SOURCE PASSAGE:
--
Run the model. Then compute what the NCD=1, NCD=2, ..., NCD=5 relativities look like from this formula - for a continuous covariate, the relativity at value k is exp(coefficient × k). Compare these to the Emblem CSV above.

Task 2. Explain in your own words why the comparison fails for NCD and conviction. The hint: look at the number of parameters. How many numbers does the continuous model use to describe NCD's effect? How many does the categorical model use?

Task 3. Refit with the correct categorical encoding:

correct_formula = (
    "claim_count ~ "
    "C(area) + "
    "C(ncd_years, Treatment(0)) + "
    "C(conviction_flag, Treatment(0)) + "
    "vehicle_group"
)

Extract relativities using extract_freq_relativities() from the tutorial. Compare area, NCD, and conviction relativities to the Emblem CSV. Are they within 1% for all levels?
--
TO BE DONE:
1. Update the GLM relativity exercise from "Run the model." up to and including "categorical model use?", swapping "Emblem CSV" for "reference CSV".
2. Write what comes next in the GLM relativity exercise, picking up after its last sentence.

SOURCE DATA:
--
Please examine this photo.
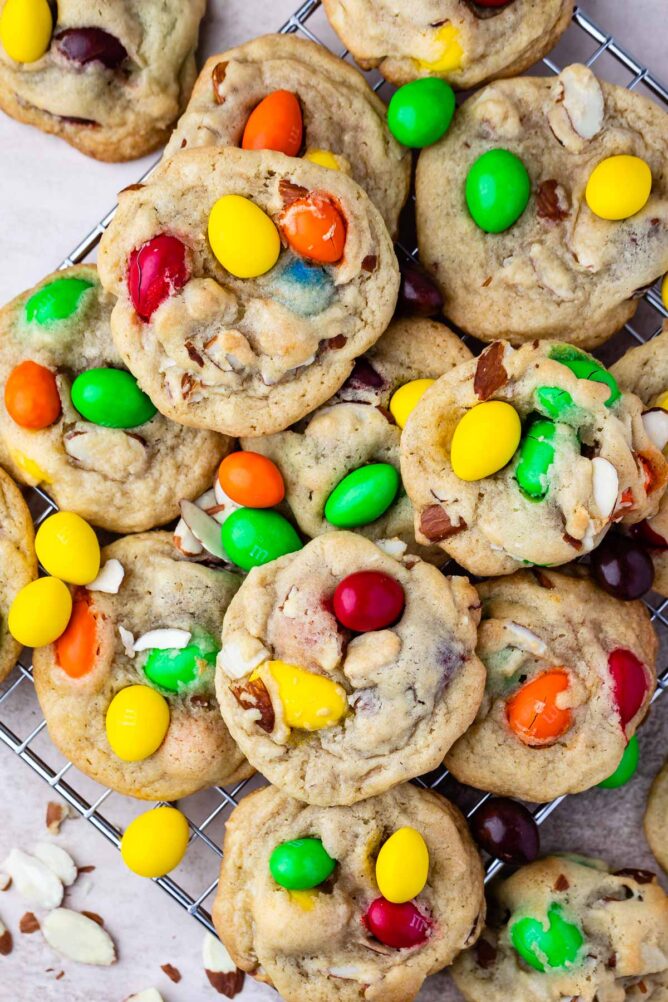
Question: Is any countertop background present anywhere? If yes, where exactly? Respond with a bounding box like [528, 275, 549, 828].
[0, 0, 668, 1002]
--
ANSWERS FOR THE EXERCISE:
1.
Run the model. Then compute what the NCD=1, NCD=2, ..., NCD=5 relativities look like from this formula - for a continuous covariate, the relativity at value k is exp(coefficient × k). Compare these to the reference CSV above.

Task 2. Explain in your own words why the comparison fails for NCD and conviction. The hint: look at the number of parameters. How many numbers does the continuous model use to describe NCD's effect? How many does the categorical model use?

2.
Task 4. Use the compare_to_emblem() function from Part 8 of the tutorial. The function takes a Polars DataFrame of Python relativities and a path to the Emblem CSV. Run it on your corrected model. What is the maximum relative difference? What is the most likely explanation for any remaining gap?

What to look for: If you see a uniform multiplier across all levels of a factor (e.g. all NCD relativities are 3% higher in Python than Emblem), the base level is wrong on one side. Divide any Python relativity by the corresponding Emblem relativity: if all quotients for a given factor are equal to the same constant, the base level differs.


Solution - Exercise 1

import numpy as np
import polars as pl
import statsmodels.api as sm
import statsmodels.formula.api as smf
import warnings

# Task 1: Wrong formula - ncd_years and conviction_flag as continuous
with warnings.catch_warnings():
    warnings.simplefilter("ignore")
    glm_wrong = smf.glm(
        formula="claim_count ~ C(area) + ncd_years + conviction_flag",
        data=df_pd,
        family=sm.families.Poisson(link=sm.families.links.Log()),
        offset=df_pd["log_exposure"],
    ).fit()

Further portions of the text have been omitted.